▶ _TO DO_:
(a) According to the article on burned-out bosses, what percentage of workers suffer from burnout?
(b) Reproduce everything in the article on burned-out bosses from "Burnout is all" down to "irritable or disillusioned.".

▶ _PROVIDED TEXT_:
═══
5 Helpful Tips for Dealing with Burned Out Bosses
Your boss is MIA. Even when he comes into the office, he’s missing mentally, as if he’s on vacation. Permanently. When you first signed on, he was considered the golden child of the firm, but that was in the distant past. Now, you’re afraid his fall from grandeur will take you down with him.
You can’t get his undivided attention when you need to talk to him, and when you send an email, his responses, if and when they come, don’t address the question. You don’t understand why he isn’t more enthusiastic about your work product. You are!
Meanwhile, others on the team are using the boss’s inattention as an excuse for a hiatus from deadlines and self-discipline. They take a cavalier approach to dress codes, keeping regular office hours and holding up their end of the workload. With the boss so completely checked out, they’ve adopted the attitude: Why should we care?
Before you attribute your boss’s lack of interest to something dire like divorce or an incurable case or some ghastly disease, consider: Is it possible he’s suffering from burnout? And if so, how can you get him to regain his spark?
Burnout is all too common in today’s workforce. It’s become so prevalent that the World Health Organization recently made it a medical diagnosis. Recent figures show 28 percent of workers suffer from it — and the numbers go up in high-stress careers. Burnout manifests as physical and mental exhaustion. It tends to result from periods of prolonged stress or extended working hours without any opportunity to recharge away from job responsibilities.
When the symptoms show up in your boss, you’ll inevitably experience the backlash. He may become cynical, critical, irritable or disillusioned.
But in order not to allow the boss’s burnout and your team’s apathy to tarnish your hard-earned reputation, you’ll need to take up the slack.
Tips for Dealing With a Burned Out Boss
Use these five helpful tips to step up your effort — while protecting yourself from burnout:
1. Take any load you can off of your boss. If she’s of no use during her time at the office, it’s apparent your boss needs a complete break from work. Show her that you can manage what needs to get done so that she won’t have to fret. Then, try to persuade her to take some time off. A two-week vacation to stay unplugged and undisturbed can turn out to be rejuvenating and help restore her drive.
2. Do what’s necessary without worrying about the recognition. You’re going to have to give your all — and then some. But remember: When you shine, your boss does as well. Your fantastic work product is going to reflect well… on both of you. Rather than resenting the credit your boss will no doubt glean from your fine efforts, look at your hard work as the key to shaking him out of his burnout. Your efforts will be rewarded. Higher-ups will compliment you and your boss, and the recognition may jolt him out of his doldrums.
3. Devise strategies to minimize stress. Don’t worry about sharing the details when your boss is clearly unable to focus. Craft one email each day that categorizes information into “actions needed” and “updates.” Do your best to remove any extraneous particulars, condensing questions, and providing one-sentence summaries. Request access to her calendar and take the meetings where you can cover for her, while rescheduling those for which her presence is necessary.
═══
▶ _Point-per-instance localization data_:
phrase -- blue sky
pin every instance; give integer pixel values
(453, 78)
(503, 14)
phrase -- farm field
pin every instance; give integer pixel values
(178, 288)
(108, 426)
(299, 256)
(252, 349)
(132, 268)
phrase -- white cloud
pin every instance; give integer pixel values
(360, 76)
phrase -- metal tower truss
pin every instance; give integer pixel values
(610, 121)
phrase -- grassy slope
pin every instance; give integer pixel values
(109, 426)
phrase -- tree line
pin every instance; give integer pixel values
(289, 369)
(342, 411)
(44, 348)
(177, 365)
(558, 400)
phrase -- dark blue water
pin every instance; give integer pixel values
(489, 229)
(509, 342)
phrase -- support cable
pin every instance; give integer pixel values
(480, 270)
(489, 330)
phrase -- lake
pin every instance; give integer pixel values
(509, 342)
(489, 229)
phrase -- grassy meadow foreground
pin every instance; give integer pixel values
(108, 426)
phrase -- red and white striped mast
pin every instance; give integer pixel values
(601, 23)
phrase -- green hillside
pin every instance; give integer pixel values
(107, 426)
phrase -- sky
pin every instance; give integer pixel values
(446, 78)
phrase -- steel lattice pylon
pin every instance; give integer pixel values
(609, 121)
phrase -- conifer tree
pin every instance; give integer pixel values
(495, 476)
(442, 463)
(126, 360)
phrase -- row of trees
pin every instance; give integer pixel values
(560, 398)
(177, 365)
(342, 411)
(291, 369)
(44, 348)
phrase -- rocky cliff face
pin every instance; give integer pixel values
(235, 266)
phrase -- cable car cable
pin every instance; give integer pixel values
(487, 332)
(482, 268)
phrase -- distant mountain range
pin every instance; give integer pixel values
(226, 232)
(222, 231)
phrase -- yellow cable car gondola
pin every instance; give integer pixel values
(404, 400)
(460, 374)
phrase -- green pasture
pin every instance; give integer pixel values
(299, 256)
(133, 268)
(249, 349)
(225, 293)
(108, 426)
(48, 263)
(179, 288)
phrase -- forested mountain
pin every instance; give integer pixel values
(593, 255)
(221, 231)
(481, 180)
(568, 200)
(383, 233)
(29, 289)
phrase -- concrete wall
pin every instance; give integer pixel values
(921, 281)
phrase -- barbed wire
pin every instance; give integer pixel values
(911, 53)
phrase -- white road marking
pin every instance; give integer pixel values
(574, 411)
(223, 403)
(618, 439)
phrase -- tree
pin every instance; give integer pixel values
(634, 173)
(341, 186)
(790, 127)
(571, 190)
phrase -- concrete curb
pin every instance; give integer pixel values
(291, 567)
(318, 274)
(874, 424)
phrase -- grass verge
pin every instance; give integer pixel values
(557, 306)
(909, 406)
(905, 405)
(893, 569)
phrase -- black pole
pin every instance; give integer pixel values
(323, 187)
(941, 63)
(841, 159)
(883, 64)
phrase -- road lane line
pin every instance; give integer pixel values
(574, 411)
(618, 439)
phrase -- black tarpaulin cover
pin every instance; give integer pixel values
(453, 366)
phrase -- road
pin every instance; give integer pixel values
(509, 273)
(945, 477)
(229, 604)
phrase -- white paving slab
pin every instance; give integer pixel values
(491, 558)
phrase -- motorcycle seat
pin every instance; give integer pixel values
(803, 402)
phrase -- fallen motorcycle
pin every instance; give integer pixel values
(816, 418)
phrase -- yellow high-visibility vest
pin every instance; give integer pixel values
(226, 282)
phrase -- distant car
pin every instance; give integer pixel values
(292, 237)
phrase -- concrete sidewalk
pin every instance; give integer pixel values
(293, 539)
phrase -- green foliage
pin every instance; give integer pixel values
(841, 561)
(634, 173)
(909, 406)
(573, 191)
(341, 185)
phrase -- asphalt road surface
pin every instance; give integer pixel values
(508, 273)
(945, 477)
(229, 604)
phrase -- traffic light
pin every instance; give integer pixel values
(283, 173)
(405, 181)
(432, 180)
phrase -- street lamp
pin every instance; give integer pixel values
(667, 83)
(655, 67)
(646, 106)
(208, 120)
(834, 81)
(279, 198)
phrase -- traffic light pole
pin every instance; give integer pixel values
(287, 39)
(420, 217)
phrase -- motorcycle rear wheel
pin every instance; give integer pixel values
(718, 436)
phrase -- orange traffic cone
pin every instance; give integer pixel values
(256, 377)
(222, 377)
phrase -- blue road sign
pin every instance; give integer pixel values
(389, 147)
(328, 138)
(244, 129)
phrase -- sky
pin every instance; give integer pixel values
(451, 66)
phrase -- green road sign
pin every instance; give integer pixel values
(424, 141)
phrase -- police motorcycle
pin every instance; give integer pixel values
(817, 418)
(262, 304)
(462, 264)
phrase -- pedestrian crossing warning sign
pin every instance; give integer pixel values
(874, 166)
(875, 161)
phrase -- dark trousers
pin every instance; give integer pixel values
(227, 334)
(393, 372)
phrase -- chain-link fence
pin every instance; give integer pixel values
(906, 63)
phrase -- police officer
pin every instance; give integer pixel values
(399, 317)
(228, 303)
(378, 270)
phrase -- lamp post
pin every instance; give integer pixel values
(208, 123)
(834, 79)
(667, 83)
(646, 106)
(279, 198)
═══
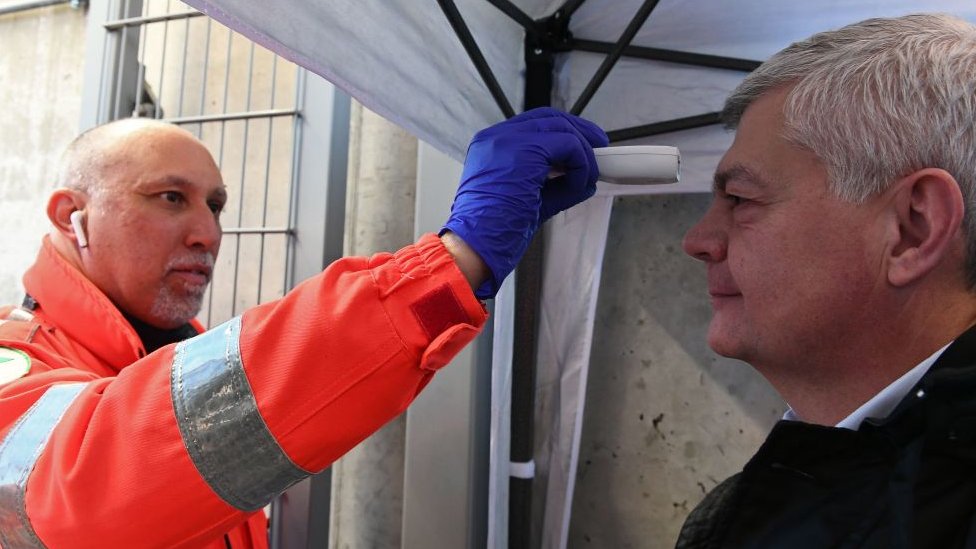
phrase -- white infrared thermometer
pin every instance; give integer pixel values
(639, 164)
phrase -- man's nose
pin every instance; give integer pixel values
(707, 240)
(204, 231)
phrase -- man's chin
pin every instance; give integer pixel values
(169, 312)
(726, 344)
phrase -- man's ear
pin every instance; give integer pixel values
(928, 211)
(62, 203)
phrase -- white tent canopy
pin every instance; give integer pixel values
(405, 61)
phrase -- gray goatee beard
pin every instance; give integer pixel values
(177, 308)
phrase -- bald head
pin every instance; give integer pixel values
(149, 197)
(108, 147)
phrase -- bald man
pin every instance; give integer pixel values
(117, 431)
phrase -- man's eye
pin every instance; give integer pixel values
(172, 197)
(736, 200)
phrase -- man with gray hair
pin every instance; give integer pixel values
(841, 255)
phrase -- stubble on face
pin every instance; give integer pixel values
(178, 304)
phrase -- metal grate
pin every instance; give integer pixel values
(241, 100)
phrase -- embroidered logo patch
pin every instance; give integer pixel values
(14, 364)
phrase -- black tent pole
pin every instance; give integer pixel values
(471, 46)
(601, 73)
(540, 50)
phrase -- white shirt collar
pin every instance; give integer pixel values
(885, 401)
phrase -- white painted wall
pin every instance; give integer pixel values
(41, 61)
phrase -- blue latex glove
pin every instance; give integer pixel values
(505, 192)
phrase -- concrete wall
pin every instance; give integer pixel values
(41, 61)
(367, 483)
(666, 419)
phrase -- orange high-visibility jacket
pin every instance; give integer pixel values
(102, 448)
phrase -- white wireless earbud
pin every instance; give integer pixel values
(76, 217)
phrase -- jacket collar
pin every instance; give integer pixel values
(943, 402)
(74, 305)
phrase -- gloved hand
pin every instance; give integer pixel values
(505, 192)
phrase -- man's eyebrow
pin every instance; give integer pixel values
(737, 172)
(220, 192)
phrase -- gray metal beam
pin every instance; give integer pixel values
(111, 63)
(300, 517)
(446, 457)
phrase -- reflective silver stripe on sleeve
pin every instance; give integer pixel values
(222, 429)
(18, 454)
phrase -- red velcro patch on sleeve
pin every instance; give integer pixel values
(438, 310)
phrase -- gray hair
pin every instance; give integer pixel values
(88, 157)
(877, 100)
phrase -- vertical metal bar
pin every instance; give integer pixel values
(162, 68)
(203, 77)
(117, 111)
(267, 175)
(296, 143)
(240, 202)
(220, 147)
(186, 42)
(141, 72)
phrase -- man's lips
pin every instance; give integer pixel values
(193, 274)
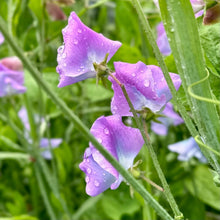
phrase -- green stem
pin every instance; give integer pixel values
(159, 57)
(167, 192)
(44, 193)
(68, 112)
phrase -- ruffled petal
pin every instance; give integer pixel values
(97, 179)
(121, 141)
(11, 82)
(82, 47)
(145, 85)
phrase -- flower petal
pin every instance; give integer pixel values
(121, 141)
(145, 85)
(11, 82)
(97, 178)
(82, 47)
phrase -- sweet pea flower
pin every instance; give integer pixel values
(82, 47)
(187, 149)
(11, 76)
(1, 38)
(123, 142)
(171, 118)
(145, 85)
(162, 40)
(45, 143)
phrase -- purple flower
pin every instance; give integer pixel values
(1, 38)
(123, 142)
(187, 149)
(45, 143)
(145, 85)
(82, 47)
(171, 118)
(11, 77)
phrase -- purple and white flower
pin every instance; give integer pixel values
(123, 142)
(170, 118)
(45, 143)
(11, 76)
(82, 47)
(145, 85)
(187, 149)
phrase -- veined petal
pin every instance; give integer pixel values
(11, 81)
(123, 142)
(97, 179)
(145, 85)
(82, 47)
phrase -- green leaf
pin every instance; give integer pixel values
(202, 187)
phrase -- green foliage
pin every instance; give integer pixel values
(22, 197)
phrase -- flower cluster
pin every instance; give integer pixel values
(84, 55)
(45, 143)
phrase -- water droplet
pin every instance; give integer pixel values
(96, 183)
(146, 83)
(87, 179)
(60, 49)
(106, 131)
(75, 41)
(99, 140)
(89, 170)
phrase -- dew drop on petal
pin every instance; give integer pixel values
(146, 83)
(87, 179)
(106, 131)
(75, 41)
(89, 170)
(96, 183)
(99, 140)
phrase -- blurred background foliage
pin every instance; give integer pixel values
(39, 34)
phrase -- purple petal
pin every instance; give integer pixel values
═══
▶ _ANSWERS PER TASK_:
(a) 28 percent

(b)
Burnout is all too common in today’s workforce. It’s become so prevalent that the World Health Organization recently made it a medical diagnosis. Recent figures show 28 percent of workers suffer from it — and the numbers go up in high-stress careers. Burnout manifests as physical and mental exhaustion. It tends to result from periods of prolonged stress or extended working hours without any opportunity to recharge away from job responsibilities.
When the symptoms show up in your boss, you’ll inevitably experience the backlash. He may become cynical, critical, irritable or disillusioned.